PROBLEM TO SOLVE
Gather every line of the records below that contains the word "paving", and copy each one out in full.

+++ RECORDS FOR THE EXERCISE +++

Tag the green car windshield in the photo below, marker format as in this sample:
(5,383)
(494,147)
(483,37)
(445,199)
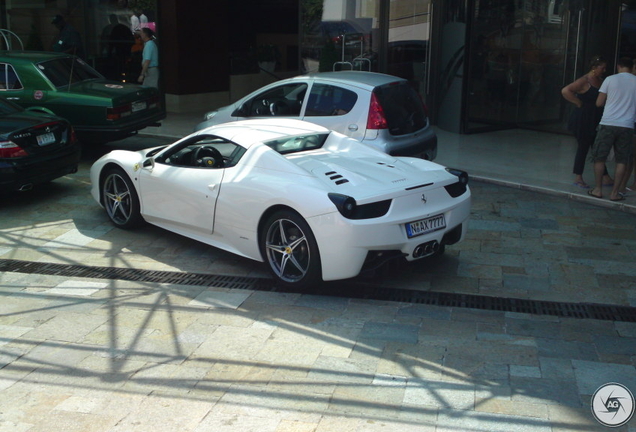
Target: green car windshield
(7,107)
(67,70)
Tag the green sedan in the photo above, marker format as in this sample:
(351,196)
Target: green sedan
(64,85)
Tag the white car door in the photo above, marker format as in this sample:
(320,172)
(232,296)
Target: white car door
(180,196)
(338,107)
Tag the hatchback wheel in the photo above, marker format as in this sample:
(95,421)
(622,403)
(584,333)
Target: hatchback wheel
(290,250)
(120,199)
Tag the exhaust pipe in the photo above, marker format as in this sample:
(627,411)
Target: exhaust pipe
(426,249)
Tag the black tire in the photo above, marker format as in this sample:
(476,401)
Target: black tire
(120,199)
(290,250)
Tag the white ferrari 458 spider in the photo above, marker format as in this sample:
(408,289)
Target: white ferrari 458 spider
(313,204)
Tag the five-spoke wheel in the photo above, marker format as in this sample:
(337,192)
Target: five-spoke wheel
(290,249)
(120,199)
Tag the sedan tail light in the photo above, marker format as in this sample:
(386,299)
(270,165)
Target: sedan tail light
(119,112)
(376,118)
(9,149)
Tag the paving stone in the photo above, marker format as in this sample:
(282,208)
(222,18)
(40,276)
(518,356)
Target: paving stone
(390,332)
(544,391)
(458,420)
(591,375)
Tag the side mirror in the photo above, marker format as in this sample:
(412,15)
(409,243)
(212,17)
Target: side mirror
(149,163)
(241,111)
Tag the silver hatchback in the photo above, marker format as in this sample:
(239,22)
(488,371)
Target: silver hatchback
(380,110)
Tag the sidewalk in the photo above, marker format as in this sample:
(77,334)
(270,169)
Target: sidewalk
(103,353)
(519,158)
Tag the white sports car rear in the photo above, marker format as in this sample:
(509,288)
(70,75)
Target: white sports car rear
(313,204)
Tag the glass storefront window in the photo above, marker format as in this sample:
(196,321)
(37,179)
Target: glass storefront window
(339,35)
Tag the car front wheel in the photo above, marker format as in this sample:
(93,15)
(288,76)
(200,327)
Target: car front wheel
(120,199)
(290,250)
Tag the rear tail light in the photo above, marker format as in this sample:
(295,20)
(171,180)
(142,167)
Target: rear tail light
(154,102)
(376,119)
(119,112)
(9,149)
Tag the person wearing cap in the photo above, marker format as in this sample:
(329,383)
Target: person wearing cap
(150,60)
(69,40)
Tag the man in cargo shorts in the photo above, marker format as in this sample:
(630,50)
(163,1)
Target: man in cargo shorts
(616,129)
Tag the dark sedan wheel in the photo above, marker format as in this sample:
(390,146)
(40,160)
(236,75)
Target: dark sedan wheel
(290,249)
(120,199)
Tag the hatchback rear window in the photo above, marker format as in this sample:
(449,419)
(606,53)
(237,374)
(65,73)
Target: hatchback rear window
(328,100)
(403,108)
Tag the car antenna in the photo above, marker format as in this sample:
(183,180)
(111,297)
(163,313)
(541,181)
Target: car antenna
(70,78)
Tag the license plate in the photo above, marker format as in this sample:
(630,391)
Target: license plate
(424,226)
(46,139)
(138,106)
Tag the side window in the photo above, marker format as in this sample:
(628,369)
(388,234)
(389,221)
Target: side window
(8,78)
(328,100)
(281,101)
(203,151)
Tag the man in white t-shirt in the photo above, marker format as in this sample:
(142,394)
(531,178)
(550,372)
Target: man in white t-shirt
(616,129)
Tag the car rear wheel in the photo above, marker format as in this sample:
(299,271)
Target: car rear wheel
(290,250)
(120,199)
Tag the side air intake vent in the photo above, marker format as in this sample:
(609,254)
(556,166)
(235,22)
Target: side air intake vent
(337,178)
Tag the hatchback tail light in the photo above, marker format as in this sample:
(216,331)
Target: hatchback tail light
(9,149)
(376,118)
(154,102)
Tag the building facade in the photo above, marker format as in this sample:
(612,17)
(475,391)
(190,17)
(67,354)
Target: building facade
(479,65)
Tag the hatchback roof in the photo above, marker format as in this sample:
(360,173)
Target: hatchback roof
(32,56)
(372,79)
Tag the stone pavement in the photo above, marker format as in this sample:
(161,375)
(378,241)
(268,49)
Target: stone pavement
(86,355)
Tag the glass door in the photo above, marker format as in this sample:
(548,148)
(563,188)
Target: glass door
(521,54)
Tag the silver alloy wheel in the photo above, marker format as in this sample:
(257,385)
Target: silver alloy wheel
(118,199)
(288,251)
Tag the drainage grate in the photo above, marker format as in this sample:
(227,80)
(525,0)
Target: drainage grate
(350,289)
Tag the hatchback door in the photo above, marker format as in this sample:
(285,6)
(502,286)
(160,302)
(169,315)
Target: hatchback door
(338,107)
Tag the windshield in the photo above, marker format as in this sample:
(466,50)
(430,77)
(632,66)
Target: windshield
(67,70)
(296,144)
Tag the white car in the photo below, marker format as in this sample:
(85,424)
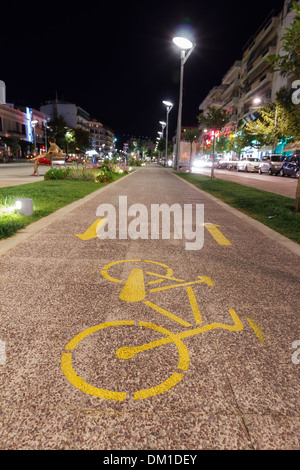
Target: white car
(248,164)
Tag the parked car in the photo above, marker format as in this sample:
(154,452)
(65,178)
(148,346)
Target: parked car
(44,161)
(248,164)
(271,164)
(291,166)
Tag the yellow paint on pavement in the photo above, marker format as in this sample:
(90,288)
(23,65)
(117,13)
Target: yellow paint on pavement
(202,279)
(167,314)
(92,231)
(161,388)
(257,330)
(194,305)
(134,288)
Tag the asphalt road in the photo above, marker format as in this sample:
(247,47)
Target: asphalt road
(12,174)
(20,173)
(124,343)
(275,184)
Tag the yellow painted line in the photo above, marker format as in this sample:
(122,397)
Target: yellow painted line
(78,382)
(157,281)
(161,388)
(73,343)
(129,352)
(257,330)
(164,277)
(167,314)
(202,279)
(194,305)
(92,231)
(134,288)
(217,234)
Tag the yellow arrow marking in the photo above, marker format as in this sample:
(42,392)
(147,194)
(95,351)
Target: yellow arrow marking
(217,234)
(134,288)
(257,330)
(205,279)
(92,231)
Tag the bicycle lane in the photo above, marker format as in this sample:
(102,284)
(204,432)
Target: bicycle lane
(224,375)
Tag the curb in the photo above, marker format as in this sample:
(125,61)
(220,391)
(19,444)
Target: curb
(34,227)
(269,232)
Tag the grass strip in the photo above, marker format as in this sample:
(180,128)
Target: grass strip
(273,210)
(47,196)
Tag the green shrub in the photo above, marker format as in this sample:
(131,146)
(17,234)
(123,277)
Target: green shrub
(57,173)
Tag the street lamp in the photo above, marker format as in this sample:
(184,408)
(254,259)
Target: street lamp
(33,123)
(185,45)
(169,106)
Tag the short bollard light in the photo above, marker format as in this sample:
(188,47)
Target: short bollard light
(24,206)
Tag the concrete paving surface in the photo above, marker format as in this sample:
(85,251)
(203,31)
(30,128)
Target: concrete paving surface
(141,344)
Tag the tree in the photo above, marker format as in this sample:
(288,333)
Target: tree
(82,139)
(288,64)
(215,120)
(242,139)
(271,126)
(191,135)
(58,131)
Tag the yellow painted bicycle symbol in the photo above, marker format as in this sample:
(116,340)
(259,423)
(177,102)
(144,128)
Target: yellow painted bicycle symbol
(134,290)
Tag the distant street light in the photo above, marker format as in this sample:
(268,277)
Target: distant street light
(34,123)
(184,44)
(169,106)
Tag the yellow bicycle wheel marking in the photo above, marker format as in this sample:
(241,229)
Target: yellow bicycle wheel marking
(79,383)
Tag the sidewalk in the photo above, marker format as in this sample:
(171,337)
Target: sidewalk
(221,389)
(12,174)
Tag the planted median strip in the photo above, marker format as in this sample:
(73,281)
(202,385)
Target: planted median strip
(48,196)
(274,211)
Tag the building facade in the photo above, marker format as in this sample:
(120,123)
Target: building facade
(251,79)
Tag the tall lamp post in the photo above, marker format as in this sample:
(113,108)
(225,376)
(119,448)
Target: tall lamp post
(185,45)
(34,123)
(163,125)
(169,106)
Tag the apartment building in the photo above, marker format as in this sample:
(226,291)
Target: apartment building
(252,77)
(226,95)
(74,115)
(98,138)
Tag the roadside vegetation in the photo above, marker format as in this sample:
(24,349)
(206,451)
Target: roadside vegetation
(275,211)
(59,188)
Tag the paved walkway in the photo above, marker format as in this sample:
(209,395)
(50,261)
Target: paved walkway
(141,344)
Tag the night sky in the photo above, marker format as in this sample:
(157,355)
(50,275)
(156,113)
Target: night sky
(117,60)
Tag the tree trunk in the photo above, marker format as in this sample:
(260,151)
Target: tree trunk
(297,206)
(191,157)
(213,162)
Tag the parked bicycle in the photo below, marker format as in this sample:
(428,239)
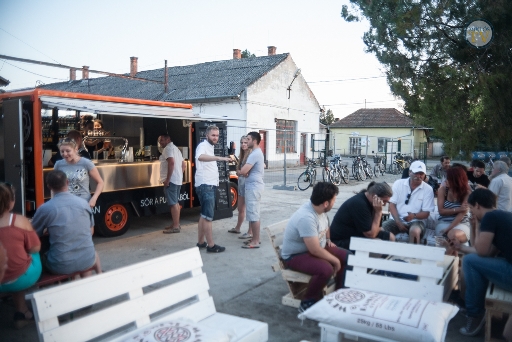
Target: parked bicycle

+++
+++ RECORDS FOR THE EXERCISE +++

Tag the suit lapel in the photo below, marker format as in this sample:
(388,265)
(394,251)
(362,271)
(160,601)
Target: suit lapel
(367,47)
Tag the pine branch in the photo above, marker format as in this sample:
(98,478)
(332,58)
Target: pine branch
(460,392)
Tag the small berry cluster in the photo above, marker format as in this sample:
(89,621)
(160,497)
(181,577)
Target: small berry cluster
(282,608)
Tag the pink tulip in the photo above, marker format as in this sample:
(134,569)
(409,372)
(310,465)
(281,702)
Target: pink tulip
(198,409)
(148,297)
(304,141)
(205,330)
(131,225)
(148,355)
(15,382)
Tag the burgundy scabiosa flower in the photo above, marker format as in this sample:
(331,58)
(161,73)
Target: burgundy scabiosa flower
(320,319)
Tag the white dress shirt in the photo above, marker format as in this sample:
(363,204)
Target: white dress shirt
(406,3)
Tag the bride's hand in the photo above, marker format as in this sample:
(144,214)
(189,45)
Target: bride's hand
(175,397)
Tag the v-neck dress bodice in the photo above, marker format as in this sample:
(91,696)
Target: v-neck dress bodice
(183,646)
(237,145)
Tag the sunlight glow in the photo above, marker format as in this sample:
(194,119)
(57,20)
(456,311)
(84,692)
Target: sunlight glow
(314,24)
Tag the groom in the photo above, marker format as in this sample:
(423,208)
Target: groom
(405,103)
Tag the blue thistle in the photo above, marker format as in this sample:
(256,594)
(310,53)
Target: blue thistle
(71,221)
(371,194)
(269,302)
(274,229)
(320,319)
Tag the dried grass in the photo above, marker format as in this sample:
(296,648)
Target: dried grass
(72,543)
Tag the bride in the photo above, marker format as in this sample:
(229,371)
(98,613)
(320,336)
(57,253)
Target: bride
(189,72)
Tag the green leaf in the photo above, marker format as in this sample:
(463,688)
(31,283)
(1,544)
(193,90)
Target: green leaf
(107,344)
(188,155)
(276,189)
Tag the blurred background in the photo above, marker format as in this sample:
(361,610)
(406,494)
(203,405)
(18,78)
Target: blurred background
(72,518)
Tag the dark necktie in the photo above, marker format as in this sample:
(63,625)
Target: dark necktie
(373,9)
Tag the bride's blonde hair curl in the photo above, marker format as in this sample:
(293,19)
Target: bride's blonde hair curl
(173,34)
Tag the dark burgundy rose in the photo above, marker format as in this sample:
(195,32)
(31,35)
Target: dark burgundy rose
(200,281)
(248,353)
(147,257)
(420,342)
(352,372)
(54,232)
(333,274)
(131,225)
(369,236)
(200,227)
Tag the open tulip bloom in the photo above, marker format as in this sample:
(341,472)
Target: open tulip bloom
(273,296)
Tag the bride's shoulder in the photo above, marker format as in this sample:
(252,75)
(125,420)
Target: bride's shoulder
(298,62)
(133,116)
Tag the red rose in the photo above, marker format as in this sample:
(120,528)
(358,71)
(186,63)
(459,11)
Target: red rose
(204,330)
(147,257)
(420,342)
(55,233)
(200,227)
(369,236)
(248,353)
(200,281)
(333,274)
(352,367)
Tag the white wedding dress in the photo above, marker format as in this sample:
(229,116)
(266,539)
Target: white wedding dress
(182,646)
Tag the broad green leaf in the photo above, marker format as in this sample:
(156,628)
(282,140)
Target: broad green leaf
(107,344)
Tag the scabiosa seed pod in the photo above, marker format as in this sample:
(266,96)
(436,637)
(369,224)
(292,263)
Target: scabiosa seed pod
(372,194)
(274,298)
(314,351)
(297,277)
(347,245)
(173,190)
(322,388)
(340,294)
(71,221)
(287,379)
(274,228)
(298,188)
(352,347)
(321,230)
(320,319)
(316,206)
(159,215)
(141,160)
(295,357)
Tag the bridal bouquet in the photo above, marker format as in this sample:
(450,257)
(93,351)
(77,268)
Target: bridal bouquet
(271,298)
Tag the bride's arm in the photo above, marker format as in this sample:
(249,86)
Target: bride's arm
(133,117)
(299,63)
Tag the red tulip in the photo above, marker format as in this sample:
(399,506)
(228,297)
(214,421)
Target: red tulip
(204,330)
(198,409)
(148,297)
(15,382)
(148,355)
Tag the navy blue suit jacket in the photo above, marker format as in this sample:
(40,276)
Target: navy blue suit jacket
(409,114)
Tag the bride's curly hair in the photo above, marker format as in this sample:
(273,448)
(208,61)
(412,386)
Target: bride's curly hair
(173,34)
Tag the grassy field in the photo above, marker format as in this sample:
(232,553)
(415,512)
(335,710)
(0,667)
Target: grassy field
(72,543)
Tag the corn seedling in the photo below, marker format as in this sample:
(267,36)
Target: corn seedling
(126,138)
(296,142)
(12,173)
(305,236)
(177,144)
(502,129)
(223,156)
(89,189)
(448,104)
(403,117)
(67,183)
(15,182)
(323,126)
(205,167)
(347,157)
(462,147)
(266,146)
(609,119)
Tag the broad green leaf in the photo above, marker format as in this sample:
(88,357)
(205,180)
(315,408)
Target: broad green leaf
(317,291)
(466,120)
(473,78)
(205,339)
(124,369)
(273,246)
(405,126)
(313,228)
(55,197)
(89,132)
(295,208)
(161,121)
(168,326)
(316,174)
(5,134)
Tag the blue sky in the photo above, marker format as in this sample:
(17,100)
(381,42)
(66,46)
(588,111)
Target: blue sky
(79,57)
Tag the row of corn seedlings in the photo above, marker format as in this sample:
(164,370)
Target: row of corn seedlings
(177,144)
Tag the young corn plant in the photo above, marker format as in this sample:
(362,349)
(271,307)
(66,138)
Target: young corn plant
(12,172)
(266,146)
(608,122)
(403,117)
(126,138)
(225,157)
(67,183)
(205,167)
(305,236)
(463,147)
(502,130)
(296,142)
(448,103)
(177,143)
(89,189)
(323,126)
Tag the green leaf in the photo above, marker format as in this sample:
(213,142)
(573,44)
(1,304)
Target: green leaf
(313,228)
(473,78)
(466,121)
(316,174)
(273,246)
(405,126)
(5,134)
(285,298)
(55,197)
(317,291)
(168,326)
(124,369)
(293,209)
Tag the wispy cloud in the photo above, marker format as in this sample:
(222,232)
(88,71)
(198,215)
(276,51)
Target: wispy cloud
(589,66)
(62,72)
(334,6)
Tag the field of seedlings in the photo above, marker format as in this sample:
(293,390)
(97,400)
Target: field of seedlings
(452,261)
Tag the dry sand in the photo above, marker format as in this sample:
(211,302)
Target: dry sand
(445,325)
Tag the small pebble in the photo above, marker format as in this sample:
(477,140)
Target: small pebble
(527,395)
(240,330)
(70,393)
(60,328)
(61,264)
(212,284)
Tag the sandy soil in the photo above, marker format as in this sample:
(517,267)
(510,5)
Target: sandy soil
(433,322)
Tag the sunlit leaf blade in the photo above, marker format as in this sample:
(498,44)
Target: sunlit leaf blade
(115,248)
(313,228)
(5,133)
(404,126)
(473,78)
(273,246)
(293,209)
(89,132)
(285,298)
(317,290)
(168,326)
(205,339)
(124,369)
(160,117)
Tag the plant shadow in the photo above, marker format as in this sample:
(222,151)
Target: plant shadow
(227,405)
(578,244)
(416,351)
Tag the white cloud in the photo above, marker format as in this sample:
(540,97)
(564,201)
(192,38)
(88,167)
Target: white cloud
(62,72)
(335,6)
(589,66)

+++
+++ RECORDS FOR THE EXERCISE +++

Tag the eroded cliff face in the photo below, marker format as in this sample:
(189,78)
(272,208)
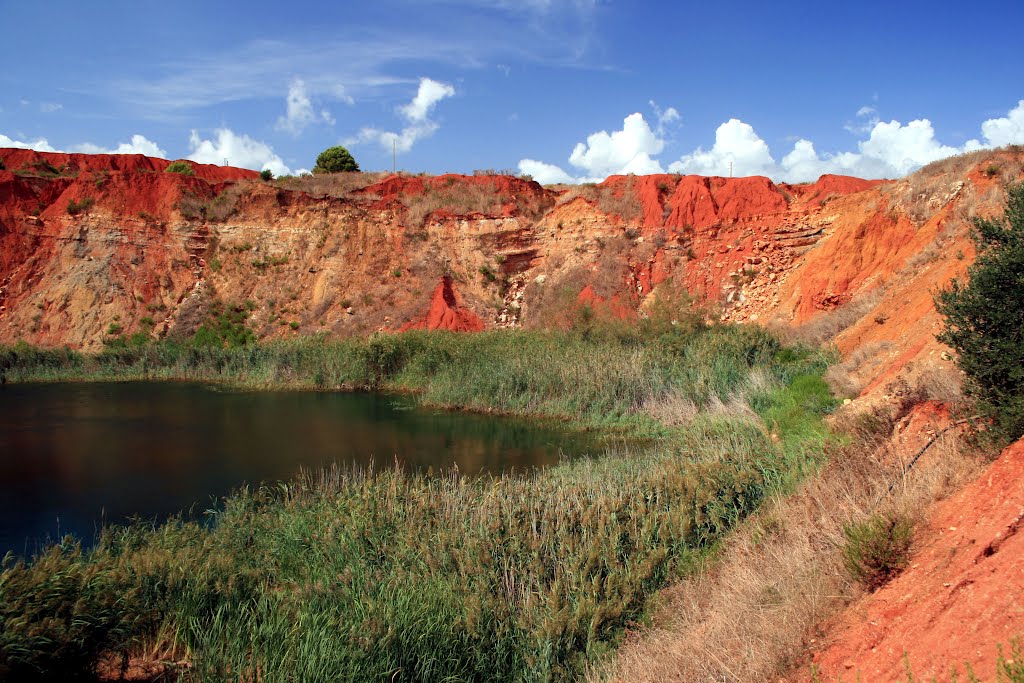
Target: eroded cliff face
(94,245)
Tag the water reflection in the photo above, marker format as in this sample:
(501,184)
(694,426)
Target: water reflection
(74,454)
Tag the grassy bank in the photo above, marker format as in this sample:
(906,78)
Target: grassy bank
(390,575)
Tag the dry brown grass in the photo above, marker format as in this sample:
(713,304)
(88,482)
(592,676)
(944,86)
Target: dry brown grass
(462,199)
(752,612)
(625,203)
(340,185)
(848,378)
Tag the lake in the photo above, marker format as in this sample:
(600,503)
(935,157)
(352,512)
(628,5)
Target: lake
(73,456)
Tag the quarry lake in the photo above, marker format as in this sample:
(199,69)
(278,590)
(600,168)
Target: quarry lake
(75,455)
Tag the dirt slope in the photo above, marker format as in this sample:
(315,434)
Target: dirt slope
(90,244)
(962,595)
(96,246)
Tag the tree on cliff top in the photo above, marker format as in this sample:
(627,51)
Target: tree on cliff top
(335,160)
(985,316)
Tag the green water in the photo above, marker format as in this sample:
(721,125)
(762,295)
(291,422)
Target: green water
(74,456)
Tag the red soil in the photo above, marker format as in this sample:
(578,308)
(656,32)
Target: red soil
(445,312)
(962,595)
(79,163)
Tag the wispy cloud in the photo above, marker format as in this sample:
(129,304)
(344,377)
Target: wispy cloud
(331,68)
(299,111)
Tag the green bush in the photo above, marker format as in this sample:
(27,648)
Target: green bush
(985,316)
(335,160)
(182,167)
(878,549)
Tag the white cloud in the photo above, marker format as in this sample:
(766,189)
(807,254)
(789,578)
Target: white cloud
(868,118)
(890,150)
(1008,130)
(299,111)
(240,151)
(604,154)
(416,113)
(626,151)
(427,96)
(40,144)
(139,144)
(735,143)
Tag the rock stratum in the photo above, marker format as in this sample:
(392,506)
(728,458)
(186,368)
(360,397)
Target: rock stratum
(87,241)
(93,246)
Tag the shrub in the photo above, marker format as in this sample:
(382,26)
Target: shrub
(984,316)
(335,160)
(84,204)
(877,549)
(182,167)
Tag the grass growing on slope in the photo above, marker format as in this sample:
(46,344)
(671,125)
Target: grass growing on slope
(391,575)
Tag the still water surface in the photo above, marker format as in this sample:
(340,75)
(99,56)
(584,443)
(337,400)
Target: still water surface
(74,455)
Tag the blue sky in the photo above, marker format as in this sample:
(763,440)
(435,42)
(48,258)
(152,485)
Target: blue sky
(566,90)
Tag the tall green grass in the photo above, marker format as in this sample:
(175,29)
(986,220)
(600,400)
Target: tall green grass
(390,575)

+++

FULL ANSWER
Tag the paving stone in the photo above, marker format as in this sample:
Target: paving stone
Tag the concrete paving surface in the photo above, marker format as in this sample:
Target: concrete paving surface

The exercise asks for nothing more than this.